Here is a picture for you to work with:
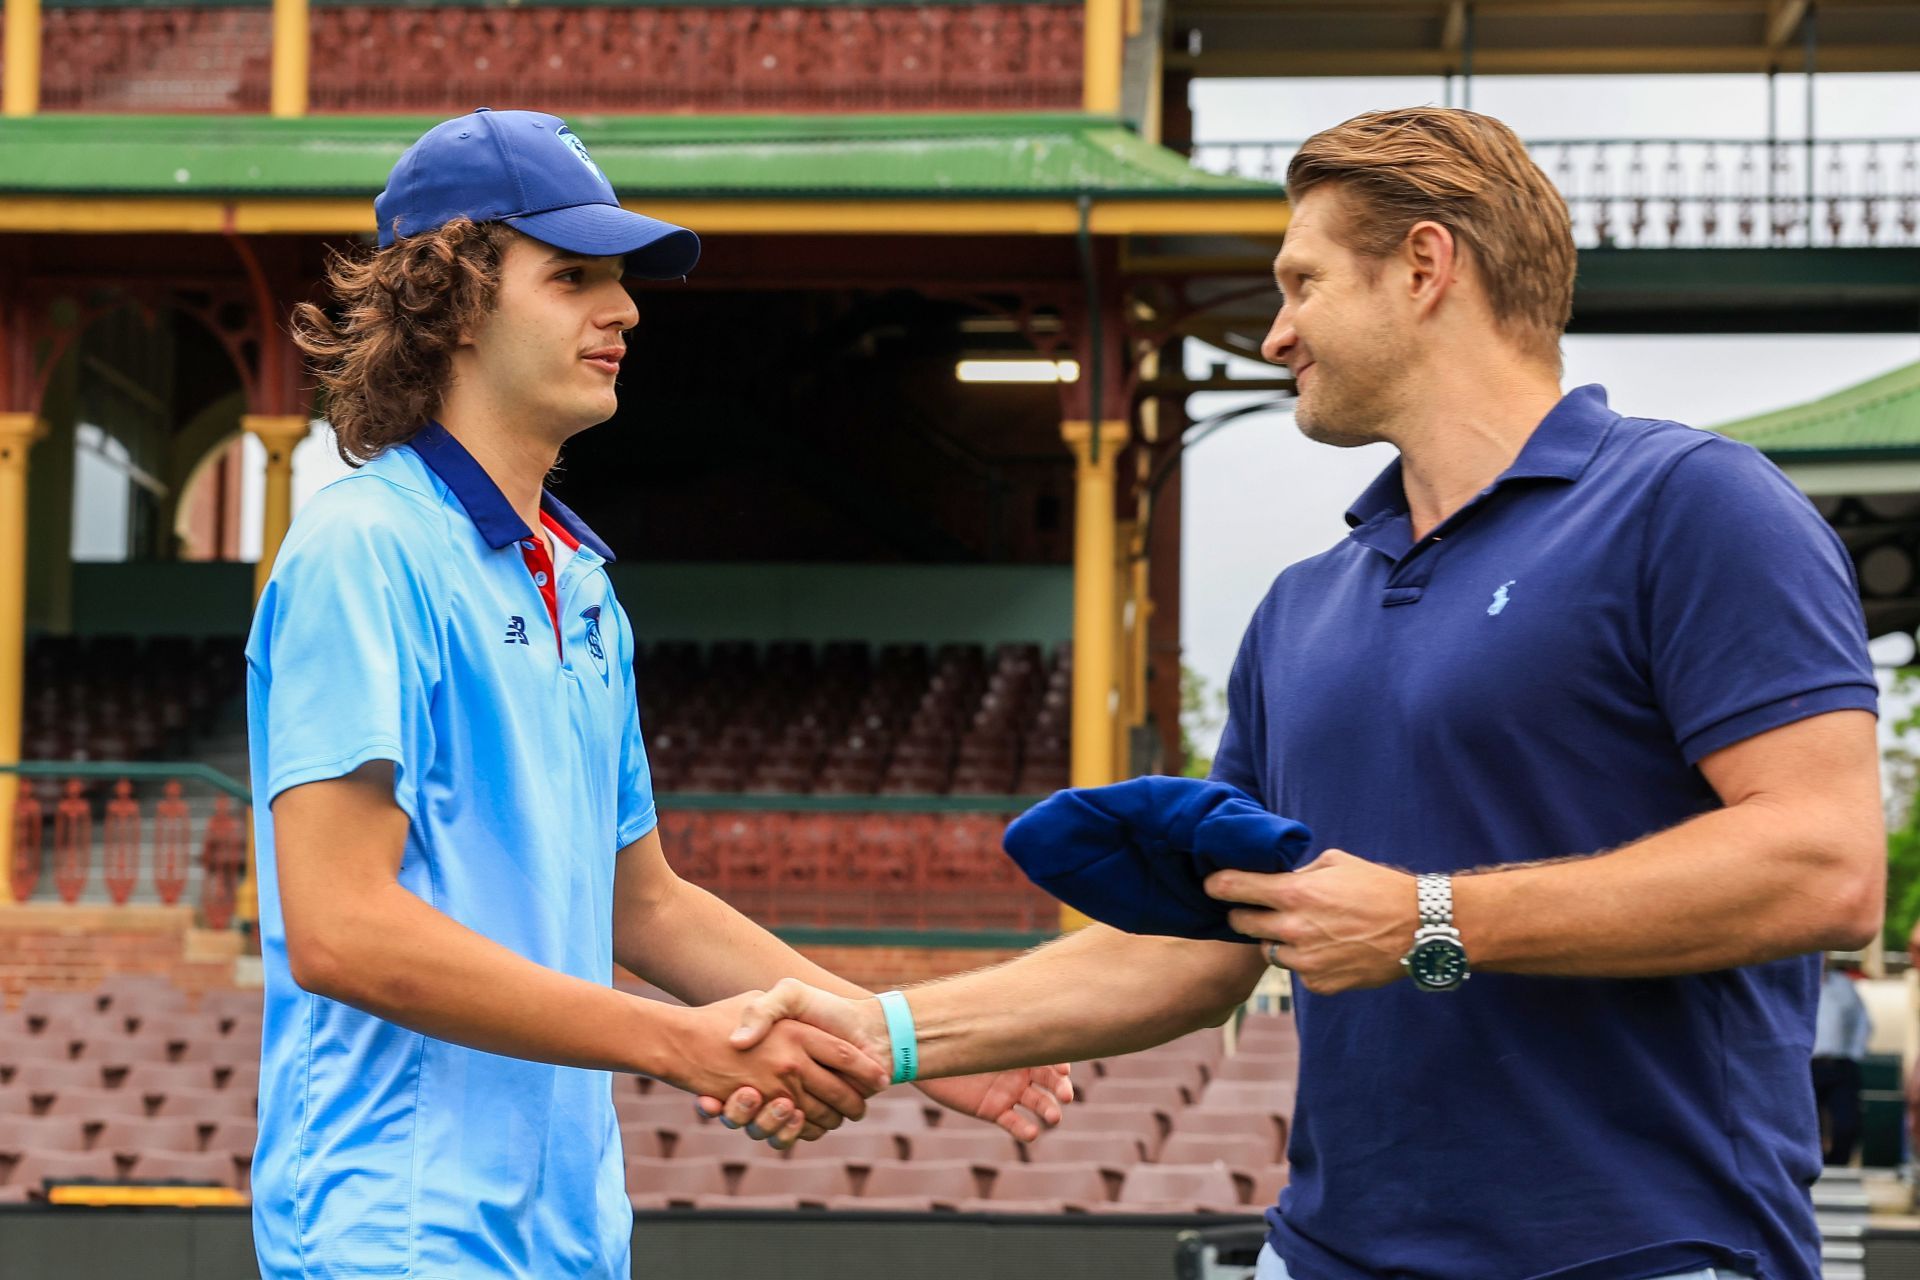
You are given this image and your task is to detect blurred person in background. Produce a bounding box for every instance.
[1811,954,1872,1166]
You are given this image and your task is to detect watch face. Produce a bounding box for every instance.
[1408,938,1469,991]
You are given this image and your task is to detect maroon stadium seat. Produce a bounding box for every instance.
[207,1118,257,1158]
[1214,1052,1299,1084]
[624,1155,728,1208]
[1249,1163,1291,1204]
[663,1126,785,1164]
[700,1160,852,1209]
[44,1086,150,1120]
[784,1129,904,1165]
[832,1159,980,1210]
[1,1036,77,1068]
[128,1149,241,1189]
[0,1148,119,1201]
[19,991,99,1028]
[1199,1079,1297,1114]
[123,1063,222,1100]
[0,1116,90,1155]
[1103,1163,1252,1214]
[1159,1132,1274,1172]
[1077,1079,1192,1111]
[94,1117,204,1158]
[1169,1109,1288,1162]
[8,1062,108,1097]
[903,1127,1023,1166]
[955,1162,1115,1214]
[1096,1054,1207,1097]
[1026,1103,1165,1159]
[1022,1131,1143,1168]
[154,1088,255,1121]
[78,1037,172,1069]
[856,1096,936,1131]
[0,1090,32,1117]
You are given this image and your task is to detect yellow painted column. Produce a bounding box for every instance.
[2,0,42,117]
[269,0,309,118]
[1082,0,1123,116]
[246,414,307,604]
[1060,420,1125,930]
[0,413,47,903]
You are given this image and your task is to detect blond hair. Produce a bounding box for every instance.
[1287,107,1574,367]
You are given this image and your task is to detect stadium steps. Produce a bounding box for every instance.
[1815,1166,1871,1280]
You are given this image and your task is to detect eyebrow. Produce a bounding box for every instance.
[542,251,615,270]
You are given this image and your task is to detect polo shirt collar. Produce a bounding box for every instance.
[407,420,617,562]
[1343,383,1616,529]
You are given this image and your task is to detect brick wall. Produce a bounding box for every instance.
[0,905,245,1010]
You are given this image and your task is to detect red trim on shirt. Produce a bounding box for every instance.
[517,533,562,658]
[540,510,582,552]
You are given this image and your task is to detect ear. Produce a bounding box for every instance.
[1401,219,1459,319]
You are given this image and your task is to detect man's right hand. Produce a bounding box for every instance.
[658,992,887,1147]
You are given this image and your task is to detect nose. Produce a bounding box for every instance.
[606,283,639,335]
[1260,305,1296,368]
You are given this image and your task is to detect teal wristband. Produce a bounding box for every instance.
[875,990,918,1085]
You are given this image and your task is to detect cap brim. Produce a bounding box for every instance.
[505,204,701,279]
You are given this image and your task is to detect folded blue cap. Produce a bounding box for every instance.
[1003,776,1312,943]
[375,108,700,279]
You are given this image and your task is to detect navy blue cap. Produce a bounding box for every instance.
[1002,776,1313,943]
[374,108,700,279]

• • • • •

- [Assignment]: Give again, exactly, every line from the one holding "to detect navy" to the last line of the data.

- [Problem solution]:
You are given this image and your task is to detect navy blue cap. Produce a bounding box for every instance.
[1002,776,1313,943]
[374,108,700,279]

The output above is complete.